• **Work instructions**:
Every entry below must appear again, exactly as written.

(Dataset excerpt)
>>>

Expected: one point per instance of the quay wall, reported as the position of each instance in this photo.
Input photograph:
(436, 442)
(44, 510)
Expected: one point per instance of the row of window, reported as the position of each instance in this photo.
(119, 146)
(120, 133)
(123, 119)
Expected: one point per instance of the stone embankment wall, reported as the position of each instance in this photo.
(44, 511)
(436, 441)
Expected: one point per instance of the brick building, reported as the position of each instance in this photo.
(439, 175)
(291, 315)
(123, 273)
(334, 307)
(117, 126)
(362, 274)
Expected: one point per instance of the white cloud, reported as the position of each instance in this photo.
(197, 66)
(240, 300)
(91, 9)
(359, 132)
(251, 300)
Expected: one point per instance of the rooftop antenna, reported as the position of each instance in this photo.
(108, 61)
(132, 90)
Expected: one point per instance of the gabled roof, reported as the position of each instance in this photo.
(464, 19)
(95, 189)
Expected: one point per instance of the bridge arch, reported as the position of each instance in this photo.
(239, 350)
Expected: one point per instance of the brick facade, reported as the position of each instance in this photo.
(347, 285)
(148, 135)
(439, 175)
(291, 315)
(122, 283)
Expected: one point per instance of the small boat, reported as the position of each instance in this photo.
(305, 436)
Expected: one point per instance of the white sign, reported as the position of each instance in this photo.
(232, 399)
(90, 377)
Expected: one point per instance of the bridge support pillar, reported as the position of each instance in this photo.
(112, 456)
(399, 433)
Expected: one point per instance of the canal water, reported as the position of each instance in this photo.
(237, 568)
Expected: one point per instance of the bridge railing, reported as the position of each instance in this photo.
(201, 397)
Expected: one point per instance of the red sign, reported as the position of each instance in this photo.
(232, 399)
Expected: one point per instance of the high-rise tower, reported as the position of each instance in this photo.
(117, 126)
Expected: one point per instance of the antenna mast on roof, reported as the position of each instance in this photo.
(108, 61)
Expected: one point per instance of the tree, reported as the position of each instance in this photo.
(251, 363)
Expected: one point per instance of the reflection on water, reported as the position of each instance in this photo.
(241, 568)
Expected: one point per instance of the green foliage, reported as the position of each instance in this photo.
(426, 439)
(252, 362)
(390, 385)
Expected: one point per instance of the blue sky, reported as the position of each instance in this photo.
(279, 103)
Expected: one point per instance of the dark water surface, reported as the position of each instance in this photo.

<<<

• **In response**:
Expected: one point per instance of the quay wall, reported as the position of each instance in this photo.
Input photograph:
(436, 442)
(44, 510)
Expected: one point per instance of the row of window, reported as the position of each instance in this photo.
(119, 146)
(120, 133)
(123, 119)
Expected: one point per instance of the stone embankment wall, reported as the position of each instance in this photo.
(44, 511)
(436, 441)
Expected: one point per instance of the brick building, reported as the position of each instance in this photo.
(439, 175)
(291, 315)
(123, 273)
(334, 307)
(117, 126)
(362, 274)
Expected: one point per instance of the white cloud, reported as the position of each instance in this photo.
(197, 66)
(240, 300)
(91, 9)
(359, 132)
(251, 300)
Expected: one point per instance of the rooftop antenna, reported as the position of each instance in this photo.
(108, 61)
(132, 90)
Expected: one point per instance of the gabled roof, reported as the position of each instance in this photo.
(464, 19)
(95, 189)
Expected: one point per instance of the bridge arch, reported as the position of each instance in this photo.
(239, 350)
Expected: one point per instance of the brick facade, reported as the position of each instance in this photo.
(347, 285)
(148, 135)
(439, 175)
(291, 315)
(122, 283)
Expected: one point per instance of the small boat, reported as the position of each instance in this photo.
(305, 436)
Expected: one point per instance of the white sign, reported as the position of each instance in this photo.
(232, 399)
(90, 377)
Expected: one point per instance of the bridge support pillar, reported as the position of each instance in this photo.
(112, 456)
(399, 433)
Expected: one point per instance of the canal water, reported as the position of each instance in this photo.
(237, 568)
Expected: one point per instance of the bridge railing, reported as the position of each instance in this photo.
(201, 397)
Expected: one point per instance of the red sign, reported as the position of each instance in this photo.
(232, 399)
Expected: one point per instance of the high-rise tower, reported as the position of each instance in this photo.
(117, 126)
Expected: one point per instance of the antenna mast on roof, reported as the position of each instance in this photo.
(108, 61)
Expected: one point per instance of the tree, reported as the position of each instance in this photo.
(251, 363)
Expected: one point per instance of the reflection on water, reported as the position of each instance in this photo.
(241, 568)
Expected: one point per instance of the green foliage, reported as the position of each instance in this photo.
(426, 439)
(252, 362)
(390, 385)
Expected: one point per instance of the blue sky, reported as the position of each instance in this photo.
(279, 103)
Expected: one point per instance of the dark water surface, reported as the position of each instance in this photo.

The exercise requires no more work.